EXERCISE GOAL
Copy the entries below line for line, keeping every character unchanged.
DATA PROVIDED below:
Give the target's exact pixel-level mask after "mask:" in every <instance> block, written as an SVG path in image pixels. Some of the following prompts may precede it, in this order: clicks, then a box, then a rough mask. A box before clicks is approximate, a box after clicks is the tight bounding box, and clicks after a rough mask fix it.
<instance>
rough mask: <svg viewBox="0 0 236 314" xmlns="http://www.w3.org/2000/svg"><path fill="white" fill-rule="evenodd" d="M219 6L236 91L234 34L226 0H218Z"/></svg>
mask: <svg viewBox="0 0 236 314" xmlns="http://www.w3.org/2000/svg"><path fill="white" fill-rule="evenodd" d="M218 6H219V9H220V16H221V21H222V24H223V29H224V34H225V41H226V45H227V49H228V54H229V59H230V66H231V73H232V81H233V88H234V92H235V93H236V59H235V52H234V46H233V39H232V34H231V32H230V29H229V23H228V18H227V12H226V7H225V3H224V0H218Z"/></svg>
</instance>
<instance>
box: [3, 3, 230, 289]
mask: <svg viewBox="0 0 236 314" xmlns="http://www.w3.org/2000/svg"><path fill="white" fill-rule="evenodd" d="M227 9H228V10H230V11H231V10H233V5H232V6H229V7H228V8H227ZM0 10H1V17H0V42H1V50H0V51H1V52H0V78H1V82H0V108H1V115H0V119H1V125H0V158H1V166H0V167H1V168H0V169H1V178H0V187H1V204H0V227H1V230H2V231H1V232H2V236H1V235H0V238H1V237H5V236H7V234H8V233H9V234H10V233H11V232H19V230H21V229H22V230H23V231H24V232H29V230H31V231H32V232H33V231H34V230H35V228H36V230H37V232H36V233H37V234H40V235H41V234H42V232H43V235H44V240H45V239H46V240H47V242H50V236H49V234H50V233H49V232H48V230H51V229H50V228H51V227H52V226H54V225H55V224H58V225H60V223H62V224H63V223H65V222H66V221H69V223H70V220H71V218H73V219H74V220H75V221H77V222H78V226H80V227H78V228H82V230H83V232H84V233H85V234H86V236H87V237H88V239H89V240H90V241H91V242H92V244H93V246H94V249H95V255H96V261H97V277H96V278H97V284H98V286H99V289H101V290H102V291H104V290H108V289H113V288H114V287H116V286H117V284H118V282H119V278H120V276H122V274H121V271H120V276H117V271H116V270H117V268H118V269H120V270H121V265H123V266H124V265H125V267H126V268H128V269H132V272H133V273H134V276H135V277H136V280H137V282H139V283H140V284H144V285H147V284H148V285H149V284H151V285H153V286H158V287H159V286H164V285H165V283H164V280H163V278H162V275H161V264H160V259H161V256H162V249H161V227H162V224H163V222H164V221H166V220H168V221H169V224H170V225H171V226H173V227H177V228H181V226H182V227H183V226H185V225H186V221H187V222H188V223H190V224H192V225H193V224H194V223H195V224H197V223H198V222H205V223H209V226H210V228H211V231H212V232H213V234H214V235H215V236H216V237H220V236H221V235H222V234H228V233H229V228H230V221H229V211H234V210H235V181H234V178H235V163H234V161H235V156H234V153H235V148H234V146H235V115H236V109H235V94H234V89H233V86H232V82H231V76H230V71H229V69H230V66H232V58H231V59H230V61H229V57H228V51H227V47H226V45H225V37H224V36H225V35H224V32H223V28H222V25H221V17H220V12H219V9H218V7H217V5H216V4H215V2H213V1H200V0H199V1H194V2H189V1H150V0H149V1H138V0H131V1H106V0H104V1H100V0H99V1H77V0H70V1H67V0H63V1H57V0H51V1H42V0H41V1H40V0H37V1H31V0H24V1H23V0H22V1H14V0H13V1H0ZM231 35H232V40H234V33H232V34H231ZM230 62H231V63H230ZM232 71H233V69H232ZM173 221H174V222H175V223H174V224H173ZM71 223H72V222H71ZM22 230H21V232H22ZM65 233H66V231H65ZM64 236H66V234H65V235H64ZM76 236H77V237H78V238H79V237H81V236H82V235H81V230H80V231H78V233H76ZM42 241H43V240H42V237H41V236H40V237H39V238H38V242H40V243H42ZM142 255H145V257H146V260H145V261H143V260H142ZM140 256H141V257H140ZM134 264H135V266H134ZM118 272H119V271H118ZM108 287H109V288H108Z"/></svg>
End of DATA PROVIDED.
EXERCISE ANSWER
Give the target's exact pixel-level mask after "mask:" in every <instance> block, written as an SVG path in image pixels. Some of the following prompts may precede it, in this order: clicks, then a box, then a rough mask. A box before clicks is approximate, a box after clicks is the tight bounding box, and clicks after a rough mask fix it.
<instance>
rough mask: <svg viewBox="0 0 236 314" xmlns="http://www.w3.org/2000/svg"><path fill="white" fill-rule="evenodd" d="M219 6L236 91L234 34L226 0H218Z"/></svg>
mask: <svg viewBox="0 0 236 314" xmlns="http://www.w3.org/2000/svg"><path fill="white" fill-rule="evenodd" d="M218 6H219V9H220V16H221V21H222V24H223V29H224V34H225V41H226V45H227V49H228V54H229V59H230V66H231V73H232V81H233V88H234V92H235V93H236V59H235V52H234V46H233V39H232V34H231V32H230V29H229V23H228V18H227V12H226V7H225V3H224V0H218Z"/></svg>
</instance>
<instance>
box: [3, 3, 230, 289]
mask: <svg viewBox="0 0 236 314" xmlns="http://www.w3.org/2000/svg"><path fill="white" fill-rule="evenodd" d="M227 9H228V10H230V11H231V10H233V5H232V6H229V7H228V8H227ZM0 10H1V17H0V42H1V50H0V51H1V52H0V78H1V82H0V108H1V115H0V119H1V125H0V158H1V166H0V167H1V168H0V169H1V178H0V187H1V204H0V227H1V230H2V231H1V232H2V236H1V235H0V238H1V237H5V236H7V234H8V233H9V234H10V233H11V232H19V230H21V229H22V230H23V231H24V232H29V230H31V231H32V232H33V231H34V230H35V228H36V230H37V232H36V233H37V234H40V235H41V234H42V232H43V235H44V240H45V239H46V240H47V242H50V236H49V234H50V233H49V232H48V230H51V229H50V228H51V227H52V226H54V225H55V224H58V225H60V223H62V224H63V223H65V222H66V221H69V223H70V220H71V218H73V219H74V220H75V221H77V222H78V226H80V227H78V228H82V230H83V232H84V233H85V234H86V236H87V237H88V239H89V240H90V241H91V242H92V244H93V246H94V249H95V255H96V261H97V277H96V278H97V284H98V286H99V289H101V290H102V291H104V290H108V289H113V288H114V287H116V286H117V284H118V282H119V278H120V276H122V274H121V271H120V276H117V271H116V270H117V268H118V269H120V270H121V265H123V266H124V265H125V267H126V268H128V269H132V272H133V273H134V276H135V277H136V280H137V282H139V283H140V284H144V285H147V284H148V285H149V284H151V285H153V286H158V287H159V286H164V285H165V283H164V280H163V278H162V275H161V264H160V259H161V256H162V249H161V227H162V224H163V222H164V221H166V220H168V221H169V224H170V225H171V226H173V227H177V228H181V226H182V227H183V226H185V225H186V221H187V222H188V223H190V224H192V225H193V224H194V223H195V224H197V223H198V222H205V223H209V226H210V228H211V231H212V232H213V234H214V235H215V236H216V237H220V236H221V235H222V234H228V233H229V228H230V221H229V211H234V210H235V181H234V178H235V163H234V161H235V156H234V153H235V148H234V146H235V115H236V109H235V94H234V89H233V86H232V82H231V76H230V71H229V69H230V66H232V58H231V59H230V61H229V57H228V51H227V47H226V45H225V37H224V36H225V35H224V32H223V28H222V25H221V17H220V12H219V9H218V7H217V5H216V4H215V2H213V1H200V0H199V1H194V2H189V1H150V0H149V1H138V0H131V1H106V0H104V1H100V0H99V1H77V0H70V1H67V0H63V1H57V0H51V1H42V0H41V1H40V0H37V1H31V0H24V1H23V0H22V1H14V0H13V1H0ZM231 35H232V40H234V33H232V34H231ZM230 62H231V63H230ZM232 71H233V69H232ZM173 221H174V222H175V223H174V224H173ZM71 223H72V222H71ZM22 230H21V232H22ZM65 233H66V231H65ZM64 236H66V234H65V235H64ZM76 236H77V237H78V238H79V237H81V236H82V235H81V230H80V231H78V233H76ZM42 241H43V240H42V237H41V236H40V237H39V238H38V242H40V243H42ZM142 255H145V257H146V260H145V261H143V260H142ZM140 256H141V257H140ZM134 264H135V266H134ZM118 272H119V271H118ZM108 287H109V288H108Z"/></svg>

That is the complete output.